§ **TO DO**
Please carry the forum thread on composer lookalikes further, starting right after its final post.

§ **TEXT SHOWN**

# Composer lookalikes



## Rubens (Nov 5, 2017)

Composer biopics nearly always choose actors that look nothing like the composers they portray!

Now here are some TRUE lookalikes of famous composers:

Mozart: young Jonathan Pryce









Beethoven: Colin Firth









Chopin: Tim Roth









Rachmaninoff: Paul Reubens (yes that's PeeWee, who would've thought)









Scriabin: Chad Lowe


----------



## Guest (Jun 15, 2019)

Mozart really isn't that good-looking though.


----------



## hammeredklavier (Feb 18, 2018)

Shostakovich: Harry Potter








Chopin: Professor Snape


----------



## Guest (Jun 15, 2019)

Also, this guy positively reminds me of Franz Liszt

Must have been the hair.


----------



## Judith (Nov 11, 2015)

Often thought that Liszt looked like King Richard III. Wonder what anyone else think?


----------



## joen_cph (Jan 17, 2010)

Michael Lonsdale - Debussy

https://en.wikipedia.org/wiki/Michael_Lonsdale


----------



## KenOC (Mar 7, 2011)

John Cage and Leonard Nimoy?


----------



## KenOC (Mar 7, 2011)

Grieg and Mark Twain?


----------



## Open Book (Aug 14, 2018)

.....................................................

§ **MATERIAL**
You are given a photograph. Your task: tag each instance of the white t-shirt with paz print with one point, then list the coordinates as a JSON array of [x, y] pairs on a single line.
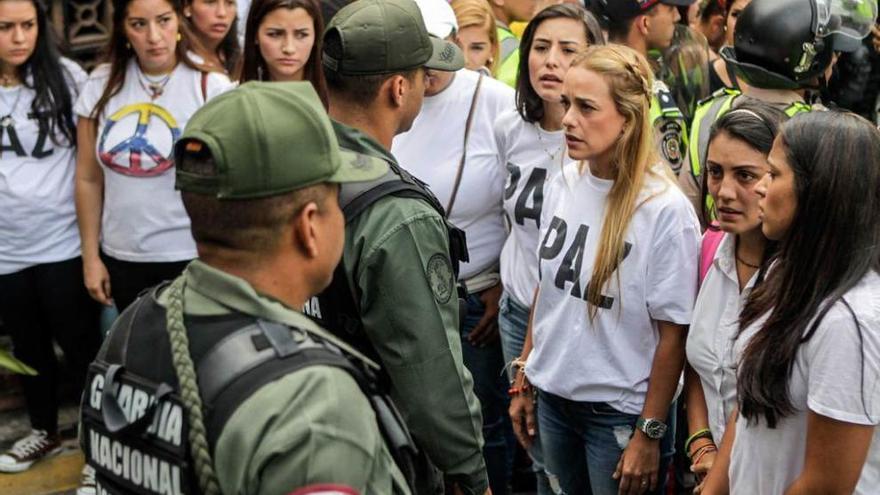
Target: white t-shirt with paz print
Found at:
[[143, 218], [37, 213], [532, 158], [836, 374], [608, 359]]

§ **ANSWER FOR THIS EXERCISE**
----------



## Orfeo (Nov 14, 2013)

Nikolai Medtner









Mark Margolis


----------



## Rubens (Nov 5, 2017)

Orfeo said:


> Nikolai Medtner
> 
> 
> 
> ...


Totally. Good one.


----------



## SONNET CLV (May 31, 2014)

I don't know about composers looking like anyone but themselves,

(and I certainly prefer them to sound like themselves rather than somebody else!),

but I've long thought Mr. French from the old television show "Family Affair" was actually Luciano Pavarotti.


----------



## Aleksandr Rachkofiev (Apr 7, 2019)

How about Krystian Zimerman and Chopin? I've always thought they looked oddly similar at a young age.


----------



## Pat Fairlea (Dec 9, 2015)

SONNET CLV said:


> I don't know about composers looking like anyone but themselves,
> 
> (and I certainly prefer them to sound like themselves rather than somebody else!),
> 
> ...


Surely Pavarotti was a doppelganger of the great Michael Flanders?


----------



## CnC Bartok (Jun 5, 2017)

Bohuslav Martinů and James Cromwell


----------



## CnC Bartok (Jun 5, 2017)

Judith said:


> Often thought that Liszt looked like King Richard III. Wonder what anyone else think?


Imagine Liszt being buried in a car park somewhere in Budapest??

Franz Liszt and Max Wall


----------



## Jacck (Dec 24, 2017)




----------



## SONNET CLV (May 31, 2014)

I don't know if George Bernard Shaw ever commented about Tchaikovsky, but he should have.















I do know that both men commented about Brahms.

I have played over the music of that scoundrel Brahms. What a giftless b*****d! It annoys me that this self-inflated mediocrity is hailed as a genius. Why, in comparison with him, Raff is a giant, not to speak of Rubenstein, who afterall is a live and important human being, while Brahms is chaotic and absolutely dried-up stuff.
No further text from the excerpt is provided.